# Required work:
Give the lines in the entries below as a numbered list, from the line containing "trace the outline of every instance of the black" up to and including the line containing "M102 69L104 71L110". Leave out blank lines.

○ ○ ○ ○ ○

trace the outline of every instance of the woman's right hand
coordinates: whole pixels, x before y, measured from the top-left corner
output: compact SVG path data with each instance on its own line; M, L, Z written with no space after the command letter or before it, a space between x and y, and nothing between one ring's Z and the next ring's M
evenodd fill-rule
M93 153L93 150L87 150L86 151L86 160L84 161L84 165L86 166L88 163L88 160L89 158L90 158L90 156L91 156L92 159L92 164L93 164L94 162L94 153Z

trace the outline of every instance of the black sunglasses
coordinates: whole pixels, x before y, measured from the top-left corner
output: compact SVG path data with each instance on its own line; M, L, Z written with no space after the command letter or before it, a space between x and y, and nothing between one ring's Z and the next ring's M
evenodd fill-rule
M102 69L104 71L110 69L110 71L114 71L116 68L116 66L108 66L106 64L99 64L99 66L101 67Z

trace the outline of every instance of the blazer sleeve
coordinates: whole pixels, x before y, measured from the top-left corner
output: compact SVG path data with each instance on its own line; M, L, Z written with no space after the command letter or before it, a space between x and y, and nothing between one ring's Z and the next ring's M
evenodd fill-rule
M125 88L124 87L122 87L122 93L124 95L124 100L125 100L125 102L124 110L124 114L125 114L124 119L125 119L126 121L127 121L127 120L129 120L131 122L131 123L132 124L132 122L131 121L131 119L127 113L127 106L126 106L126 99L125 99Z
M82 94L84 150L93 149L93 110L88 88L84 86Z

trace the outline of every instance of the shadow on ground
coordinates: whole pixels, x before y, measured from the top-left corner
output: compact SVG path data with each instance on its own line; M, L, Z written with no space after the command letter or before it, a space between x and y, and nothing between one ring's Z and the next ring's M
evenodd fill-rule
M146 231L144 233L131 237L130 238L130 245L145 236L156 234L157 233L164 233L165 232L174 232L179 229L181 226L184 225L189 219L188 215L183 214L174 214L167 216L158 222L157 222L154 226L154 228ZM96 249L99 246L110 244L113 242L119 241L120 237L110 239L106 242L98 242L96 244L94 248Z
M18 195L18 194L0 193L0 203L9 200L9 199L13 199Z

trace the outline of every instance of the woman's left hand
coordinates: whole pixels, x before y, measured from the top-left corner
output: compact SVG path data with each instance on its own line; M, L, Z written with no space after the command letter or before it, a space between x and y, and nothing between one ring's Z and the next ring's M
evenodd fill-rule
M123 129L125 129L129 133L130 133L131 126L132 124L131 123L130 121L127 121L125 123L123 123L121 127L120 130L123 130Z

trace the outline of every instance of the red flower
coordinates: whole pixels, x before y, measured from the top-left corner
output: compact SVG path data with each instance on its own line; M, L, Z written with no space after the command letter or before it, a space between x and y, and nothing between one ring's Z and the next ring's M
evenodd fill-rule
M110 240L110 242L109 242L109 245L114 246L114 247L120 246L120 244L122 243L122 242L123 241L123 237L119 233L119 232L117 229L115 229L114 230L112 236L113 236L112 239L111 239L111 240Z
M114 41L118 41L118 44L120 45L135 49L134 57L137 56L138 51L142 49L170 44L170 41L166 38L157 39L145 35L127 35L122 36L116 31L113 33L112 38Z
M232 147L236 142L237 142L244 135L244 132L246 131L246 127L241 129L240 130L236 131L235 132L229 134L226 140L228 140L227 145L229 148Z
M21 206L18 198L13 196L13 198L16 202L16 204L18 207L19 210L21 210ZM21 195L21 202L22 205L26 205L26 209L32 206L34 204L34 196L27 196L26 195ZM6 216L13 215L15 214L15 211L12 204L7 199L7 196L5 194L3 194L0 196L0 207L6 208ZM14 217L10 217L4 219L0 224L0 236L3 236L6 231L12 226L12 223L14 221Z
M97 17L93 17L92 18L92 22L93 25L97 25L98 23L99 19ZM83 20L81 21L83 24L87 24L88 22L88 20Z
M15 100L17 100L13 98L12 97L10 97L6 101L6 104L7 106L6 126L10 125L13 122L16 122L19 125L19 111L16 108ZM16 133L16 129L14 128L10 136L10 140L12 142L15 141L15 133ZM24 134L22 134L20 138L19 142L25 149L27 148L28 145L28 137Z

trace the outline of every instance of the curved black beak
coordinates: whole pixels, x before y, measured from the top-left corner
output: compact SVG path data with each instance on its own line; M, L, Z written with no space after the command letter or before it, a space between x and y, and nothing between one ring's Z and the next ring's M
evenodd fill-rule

○ ○ ○ ○ ○

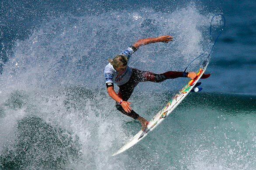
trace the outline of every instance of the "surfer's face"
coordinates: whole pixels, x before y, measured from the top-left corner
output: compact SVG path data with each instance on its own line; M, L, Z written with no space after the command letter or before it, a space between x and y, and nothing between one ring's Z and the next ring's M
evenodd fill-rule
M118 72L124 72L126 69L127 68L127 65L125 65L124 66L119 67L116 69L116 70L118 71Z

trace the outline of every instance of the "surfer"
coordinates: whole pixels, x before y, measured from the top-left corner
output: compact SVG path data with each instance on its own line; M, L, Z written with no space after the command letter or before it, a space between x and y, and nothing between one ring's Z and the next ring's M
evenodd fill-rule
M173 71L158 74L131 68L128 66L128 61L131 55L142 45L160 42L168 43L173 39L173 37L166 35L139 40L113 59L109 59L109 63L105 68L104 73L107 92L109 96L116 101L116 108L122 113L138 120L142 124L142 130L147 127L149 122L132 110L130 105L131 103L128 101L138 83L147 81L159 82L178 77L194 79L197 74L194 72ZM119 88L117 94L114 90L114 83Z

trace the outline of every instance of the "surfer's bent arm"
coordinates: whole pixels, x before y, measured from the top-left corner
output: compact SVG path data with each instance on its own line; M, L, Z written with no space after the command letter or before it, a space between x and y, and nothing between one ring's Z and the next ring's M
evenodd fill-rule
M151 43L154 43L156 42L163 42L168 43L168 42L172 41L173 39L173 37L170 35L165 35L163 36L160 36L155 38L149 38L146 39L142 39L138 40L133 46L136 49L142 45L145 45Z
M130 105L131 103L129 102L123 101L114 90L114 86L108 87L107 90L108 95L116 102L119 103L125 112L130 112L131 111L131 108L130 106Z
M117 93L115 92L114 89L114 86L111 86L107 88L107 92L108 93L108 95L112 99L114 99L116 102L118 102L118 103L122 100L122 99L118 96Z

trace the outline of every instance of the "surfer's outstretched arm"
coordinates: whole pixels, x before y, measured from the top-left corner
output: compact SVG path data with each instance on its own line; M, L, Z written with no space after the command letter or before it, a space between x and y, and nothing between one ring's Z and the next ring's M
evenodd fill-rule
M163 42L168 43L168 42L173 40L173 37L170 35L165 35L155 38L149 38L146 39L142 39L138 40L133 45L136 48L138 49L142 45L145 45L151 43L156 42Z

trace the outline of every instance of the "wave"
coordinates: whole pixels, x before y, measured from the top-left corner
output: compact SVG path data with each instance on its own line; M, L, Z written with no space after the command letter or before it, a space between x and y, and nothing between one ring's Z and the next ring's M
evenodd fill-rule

○ ○ ○ ○ ○

# Finished task:
1. trace the outline of every instance of the black sunglasses
2. coordinates: whole pixels, x before y, measured from the top-left corner
3. output: compact SVG path data with each instance on its own line; M, L, Z written with no space after the command letter or before it, a space between x and y, and nothing between one ring's Z and the next ring's M
4. evenodd fill-rule
5. M102 69L104 71L110 69L110 71L114 71L116 68L116 66L108 66L106 64L99 64L99 66L101 67Z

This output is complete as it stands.